» **Stated exercise**:
List every line of the rows below that contains the word "dark". Case counts.

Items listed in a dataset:
※

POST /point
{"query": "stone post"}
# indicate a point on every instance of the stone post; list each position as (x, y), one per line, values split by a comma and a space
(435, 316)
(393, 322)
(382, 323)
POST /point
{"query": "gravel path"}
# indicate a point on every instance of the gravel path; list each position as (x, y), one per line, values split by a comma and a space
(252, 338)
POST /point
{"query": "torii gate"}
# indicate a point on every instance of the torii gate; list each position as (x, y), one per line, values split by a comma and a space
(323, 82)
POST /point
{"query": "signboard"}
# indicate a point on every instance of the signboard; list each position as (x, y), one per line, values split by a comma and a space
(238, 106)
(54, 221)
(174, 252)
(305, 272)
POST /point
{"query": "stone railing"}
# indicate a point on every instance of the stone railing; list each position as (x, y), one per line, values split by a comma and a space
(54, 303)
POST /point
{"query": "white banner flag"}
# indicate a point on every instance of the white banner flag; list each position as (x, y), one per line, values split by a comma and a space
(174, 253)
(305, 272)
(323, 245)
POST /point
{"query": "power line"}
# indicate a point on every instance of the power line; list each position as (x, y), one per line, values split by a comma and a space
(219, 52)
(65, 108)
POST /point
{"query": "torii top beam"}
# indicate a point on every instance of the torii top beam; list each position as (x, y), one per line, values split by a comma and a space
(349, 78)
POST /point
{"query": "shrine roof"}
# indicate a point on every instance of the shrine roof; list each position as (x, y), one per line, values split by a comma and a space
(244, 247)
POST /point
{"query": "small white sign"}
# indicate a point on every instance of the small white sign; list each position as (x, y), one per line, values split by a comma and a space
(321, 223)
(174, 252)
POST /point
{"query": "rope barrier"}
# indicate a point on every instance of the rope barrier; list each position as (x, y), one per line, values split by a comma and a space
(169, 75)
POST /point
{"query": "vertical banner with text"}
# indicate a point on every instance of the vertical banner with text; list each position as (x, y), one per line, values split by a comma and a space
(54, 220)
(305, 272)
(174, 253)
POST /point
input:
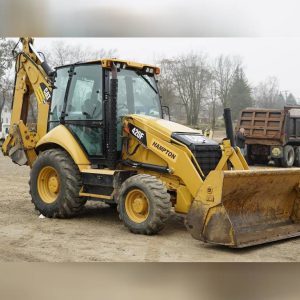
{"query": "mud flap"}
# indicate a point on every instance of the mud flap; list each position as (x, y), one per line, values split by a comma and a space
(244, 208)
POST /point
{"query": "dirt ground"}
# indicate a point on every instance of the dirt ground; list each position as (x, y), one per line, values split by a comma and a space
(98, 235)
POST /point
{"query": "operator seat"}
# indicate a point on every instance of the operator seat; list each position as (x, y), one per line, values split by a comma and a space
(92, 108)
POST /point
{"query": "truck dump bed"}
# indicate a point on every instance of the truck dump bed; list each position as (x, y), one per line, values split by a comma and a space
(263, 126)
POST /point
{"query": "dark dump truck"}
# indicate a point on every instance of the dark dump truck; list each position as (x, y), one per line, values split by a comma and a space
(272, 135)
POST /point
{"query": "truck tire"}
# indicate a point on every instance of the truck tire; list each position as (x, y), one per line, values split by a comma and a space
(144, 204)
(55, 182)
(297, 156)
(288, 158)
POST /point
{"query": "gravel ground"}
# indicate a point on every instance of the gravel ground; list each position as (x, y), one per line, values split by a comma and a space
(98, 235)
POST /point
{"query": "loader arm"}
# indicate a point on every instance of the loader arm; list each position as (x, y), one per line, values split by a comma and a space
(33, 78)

※

» **Problem solution**:
{"query": "dark dump truck"}
# indicate a point on every instance of the dark dump truck; list each position as (x, y), one per line, values split by a comma and a space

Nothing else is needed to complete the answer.